Records
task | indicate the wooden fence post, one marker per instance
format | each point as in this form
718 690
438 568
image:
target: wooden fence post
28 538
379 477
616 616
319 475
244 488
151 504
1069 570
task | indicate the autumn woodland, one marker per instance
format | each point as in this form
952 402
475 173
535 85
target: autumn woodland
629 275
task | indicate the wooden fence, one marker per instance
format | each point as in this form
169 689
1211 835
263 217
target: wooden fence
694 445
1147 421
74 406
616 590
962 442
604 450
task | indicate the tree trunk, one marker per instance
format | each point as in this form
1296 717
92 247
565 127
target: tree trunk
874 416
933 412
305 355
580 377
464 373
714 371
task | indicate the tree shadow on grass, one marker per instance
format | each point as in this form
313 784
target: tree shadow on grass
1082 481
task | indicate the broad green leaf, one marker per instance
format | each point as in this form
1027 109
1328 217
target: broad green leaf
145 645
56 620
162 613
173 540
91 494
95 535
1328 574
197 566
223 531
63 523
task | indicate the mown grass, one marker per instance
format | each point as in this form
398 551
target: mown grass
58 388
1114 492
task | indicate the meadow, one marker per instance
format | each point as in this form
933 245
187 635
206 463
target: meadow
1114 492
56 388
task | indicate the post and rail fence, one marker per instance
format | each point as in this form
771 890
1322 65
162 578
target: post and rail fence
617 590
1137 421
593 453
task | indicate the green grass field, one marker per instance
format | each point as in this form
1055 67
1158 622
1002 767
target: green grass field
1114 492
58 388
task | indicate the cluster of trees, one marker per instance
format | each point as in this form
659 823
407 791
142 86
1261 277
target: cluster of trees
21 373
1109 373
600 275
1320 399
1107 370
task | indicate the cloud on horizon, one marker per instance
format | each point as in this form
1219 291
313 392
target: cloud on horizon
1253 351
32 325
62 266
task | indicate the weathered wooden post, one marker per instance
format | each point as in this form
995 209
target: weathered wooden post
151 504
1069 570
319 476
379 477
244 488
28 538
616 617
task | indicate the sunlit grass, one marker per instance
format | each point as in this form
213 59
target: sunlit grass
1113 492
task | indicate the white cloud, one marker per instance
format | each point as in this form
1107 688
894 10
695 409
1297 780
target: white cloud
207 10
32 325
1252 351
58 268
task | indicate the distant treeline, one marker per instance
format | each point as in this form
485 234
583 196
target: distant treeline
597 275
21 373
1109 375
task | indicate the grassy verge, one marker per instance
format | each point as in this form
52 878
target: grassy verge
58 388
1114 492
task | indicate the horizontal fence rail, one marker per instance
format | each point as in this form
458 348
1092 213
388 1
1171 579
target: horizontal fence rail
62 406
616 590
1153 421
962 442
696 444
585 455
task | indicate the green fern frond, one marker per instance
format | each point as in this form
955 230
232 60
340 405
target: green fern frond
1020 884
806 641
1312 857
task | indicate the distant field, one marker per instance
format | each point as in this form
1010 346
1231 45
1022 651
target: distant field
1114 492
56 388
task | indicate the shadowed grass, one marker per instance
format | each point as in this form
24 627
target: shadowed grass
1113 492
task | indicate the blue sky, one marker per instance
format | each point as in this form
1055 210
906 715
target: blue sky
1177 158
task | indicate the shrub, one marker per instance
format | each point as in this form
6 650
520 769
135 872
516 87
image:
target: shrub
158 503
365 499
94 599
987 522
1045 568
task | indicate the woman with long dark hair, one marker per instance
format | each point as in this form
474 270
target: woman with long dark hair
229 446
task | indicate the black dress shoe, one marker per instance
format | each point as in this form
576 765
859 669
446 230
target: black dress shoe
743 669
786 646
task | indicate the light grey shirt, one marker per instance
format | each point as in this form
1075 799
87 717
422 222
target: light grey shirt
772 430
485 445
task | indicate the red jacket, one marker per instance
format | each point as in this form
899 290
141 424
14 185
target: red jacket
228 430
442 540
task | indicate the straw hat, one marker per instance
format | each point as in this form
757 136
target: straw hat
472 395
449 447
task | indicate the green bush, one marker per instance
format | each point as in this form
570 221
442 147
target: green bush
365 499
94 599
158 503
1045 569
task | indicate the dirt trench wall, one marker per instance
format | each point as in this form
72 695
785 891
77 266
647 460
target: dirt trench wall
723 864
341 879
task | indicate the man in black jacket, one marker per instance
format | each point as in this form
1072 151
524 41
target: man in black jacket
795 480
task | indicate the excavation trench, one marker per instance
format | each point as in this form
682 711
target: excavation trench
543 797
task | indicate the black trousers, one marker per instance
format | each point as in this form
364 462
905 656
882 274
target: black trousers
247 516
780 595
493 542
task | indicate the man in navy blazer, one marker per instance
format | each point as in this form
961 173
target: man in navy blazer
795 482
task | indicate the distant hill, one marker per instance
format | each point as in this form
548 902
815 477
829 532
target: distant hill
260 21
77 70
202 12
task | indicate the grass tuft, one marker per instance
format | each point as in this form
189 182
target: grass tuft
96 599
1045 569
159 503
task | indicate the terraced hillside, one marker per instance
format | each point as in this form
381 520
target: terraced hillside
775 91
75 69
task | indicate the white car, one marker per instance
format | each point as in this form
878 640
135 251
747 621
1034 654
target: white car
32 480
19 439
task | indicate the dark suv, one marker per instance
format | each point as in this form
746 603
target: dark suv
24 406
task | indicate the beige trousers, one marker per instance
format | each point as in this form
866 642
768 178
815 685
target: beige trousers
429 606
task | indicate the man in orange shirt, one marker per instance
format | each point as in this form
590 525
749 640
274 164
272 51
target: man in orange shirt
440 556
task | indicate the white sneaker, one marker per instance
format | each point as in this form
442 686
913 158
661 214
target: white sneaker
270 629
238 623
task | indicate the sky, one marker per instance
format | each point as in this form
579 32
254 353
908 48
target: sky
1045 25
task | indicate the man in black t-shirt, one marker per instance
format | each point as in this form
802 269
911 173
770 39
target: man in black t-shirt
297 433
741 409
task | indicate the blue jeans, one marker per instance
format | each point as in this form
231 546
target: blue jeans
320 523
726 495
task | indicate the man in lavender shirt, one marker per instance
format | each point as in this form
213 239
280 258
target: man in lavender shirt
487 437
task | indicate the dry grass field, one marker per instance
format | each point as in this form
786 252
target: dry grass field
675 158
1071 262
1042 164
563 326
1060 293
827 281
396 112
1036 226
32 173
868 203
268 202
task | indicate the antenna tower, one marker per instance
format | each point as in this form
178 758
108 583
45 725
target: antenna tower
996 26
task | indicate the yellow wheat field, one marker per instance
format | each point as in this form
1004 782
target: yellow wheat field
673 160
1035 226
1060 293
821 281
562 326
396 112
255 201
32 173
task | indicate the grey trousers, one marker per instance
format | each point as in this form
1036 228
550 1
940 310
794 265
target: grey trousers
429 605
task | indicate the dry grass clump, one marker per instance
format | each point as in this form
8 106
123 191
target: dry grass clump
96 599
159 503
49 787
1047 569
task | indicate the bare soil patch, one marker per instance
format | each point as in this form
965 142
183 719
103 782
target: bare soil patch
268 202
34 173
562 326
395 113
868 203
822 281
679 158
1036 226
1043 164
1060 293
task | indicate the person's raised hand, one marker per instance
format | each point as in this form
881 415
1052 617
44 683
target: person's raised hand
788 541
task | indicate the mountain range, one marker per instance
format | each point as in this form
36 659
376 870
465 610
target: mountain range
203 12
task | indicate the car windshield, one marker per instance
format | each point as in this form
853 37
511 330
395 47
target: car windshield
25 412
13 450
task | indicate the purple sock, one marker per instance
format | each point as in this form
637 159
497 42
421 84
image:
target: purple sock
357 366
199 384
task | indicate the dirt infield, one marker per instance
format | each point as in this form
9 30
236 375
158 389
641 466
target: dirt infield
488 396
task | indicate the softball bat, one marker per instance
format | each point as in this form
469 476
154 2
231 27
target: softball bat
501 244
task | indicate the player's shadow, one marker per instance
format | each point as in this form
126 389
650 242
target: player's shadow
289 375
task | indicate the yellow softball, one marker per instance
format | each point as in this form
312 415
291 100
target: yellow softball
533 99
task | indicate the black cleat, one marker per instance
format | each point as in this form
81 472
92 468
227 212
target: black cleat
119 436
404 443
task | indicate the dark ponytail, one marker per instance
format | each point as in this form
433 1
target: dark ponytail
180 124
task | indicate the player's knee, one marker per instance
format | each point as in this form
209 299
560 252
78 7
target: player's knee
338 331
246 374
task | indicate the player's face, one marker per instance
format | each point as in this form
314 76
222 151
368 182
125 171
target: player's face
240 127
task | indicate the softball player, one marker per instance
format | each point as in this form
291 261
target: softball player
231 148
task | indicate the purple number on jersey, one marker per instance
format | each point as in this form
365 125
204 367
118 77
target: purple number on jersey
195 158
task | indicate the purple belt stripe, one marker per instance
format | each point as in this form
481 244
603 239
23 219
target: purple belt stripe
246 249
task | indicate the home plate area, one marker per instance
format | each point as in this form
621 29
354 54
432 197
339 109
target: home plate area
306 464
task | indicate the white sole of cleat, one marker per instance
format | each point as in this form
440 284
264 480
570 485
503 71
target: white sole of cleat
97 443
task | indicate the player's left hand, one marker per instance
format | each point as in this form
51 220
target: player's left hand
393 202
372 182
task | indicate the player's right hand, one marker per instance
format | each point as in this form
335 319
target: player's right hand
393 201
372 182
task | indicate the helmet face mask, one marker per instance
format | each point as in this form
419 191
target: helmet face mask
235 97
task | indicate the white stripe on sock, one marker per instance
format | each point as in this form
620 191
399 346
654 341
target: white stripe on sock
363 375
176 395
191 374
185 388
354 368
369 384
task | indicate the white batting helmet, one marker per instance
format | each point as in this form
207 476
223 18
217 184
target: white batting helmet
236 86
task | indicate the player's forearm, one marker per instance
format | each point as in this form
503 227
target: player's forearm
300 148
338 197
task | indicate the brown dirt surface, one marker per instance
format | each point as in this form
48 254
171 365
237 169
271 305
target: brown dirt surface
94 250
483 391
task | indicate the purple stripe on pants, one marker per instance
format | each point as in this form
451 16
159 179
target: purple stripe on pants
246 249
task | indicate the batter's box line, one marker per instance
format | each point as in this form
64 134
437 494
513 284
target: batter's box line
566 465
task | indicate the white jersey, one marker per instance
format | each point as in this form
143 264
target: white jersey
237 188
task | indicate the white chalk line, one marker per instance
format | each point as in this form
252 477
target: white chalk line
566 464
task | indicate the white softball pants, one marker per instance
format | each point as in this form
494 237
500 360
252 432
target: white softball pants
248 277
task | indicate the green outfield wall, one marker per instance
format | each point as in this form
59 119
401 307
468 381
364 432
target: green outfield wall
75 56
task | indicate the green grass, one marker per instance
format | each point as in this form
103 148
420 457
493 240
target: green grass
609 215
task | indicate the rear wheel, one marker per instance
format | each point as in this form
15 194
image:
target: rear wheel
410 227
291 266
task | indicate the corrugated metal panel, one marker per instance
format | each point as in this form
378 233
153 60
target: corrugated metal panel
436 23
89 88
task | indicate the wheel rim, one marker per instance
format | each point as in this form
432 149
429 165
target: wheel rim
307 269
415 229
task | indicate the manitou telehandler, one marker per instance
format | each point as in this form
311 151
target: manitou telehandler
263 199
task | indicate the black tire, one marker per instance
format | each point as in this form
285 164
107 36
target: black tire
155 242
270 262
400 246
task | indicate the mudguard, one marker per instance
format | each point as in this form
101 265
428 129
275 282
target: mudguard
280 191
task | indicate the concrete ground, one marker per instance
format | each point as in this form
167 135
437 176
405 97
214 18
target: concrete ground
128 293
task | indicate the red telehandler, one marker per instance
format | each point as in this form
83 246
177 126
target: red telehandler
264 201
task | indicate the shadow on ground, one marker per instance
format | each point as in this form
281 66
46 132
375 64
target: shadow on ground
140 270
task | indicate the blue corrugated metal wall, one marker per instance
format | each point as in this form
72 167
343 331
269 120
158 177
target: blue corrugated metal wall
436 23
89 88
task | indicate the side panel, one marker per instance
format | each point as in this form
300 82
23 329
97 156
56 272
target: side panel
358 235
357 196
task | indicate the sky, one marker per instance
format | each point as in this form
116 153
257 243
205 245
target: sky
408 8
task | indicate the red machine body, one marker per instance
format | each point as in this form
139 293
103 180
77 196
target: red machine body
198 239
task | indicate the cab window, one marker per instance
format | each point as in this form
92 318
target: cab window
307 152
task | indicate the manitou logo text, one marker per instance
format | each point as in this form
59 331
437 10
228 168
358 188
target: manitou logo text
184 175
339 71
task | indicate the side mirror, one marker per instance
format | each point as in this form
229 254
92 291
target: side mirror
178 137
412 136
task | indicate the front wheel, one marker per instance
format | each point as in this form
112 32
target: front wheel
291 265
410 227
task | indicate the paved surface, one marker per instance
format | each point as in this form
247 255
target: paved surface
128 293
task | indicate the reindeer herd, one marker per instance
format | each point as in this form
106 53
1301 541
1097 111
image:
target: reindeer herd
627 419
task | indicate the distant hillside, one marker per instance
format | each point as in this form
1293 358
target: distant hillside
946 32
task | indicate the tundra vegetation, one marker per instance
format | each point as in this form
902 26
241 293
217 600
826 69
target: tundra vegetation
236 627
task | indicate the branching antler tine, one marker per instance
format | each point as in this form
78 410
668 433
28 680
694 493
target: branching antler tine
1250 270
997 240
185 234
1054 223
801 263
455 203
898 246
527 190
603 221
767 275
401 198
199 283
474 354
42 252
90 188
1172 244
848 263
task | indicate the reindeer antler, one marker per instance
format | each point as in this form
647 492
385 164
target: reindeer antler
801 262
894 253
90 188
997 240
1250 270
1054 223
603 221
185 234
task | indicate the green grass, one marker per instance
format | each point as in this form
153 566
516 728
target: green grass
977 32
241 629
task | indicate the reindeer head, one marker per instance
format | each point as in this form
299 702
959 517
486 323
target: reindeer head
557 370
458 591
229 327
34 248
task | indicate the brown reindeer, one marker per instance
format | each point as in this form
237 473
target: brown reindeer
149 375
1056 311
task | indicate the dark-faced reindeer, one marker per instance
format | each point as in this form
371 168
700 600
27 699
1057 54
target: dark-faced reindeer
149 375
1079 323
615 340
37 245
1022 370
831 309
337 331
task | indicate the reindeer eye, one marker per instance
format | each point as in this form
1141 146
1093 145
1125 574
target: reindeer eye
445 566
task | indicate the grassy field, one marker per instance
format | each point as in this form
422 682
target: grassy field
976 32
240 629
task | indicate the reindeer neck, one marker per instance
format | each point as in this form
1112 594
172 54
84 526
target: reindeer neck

» Instructions for the task:
Please reproduce everything from the line containing "task | indicate the reindeer eye, one" down to the last line of the items, both ends included, without any changes.

» Solution:
task | indicate the reindeer eye, one marker per instance
format | each point as in this form
1141 146
1093 145
1125 574
target: reindeer eye
445 566
task | indicate the grassy field, one marker per instance
format | each point as in this form
422 682
target: grassy field
976 32
240 629
task | indicate the reindeer neck, one marker per instance
format | each point as in this form
1112 594
172 54
84 526
target: reindeer neck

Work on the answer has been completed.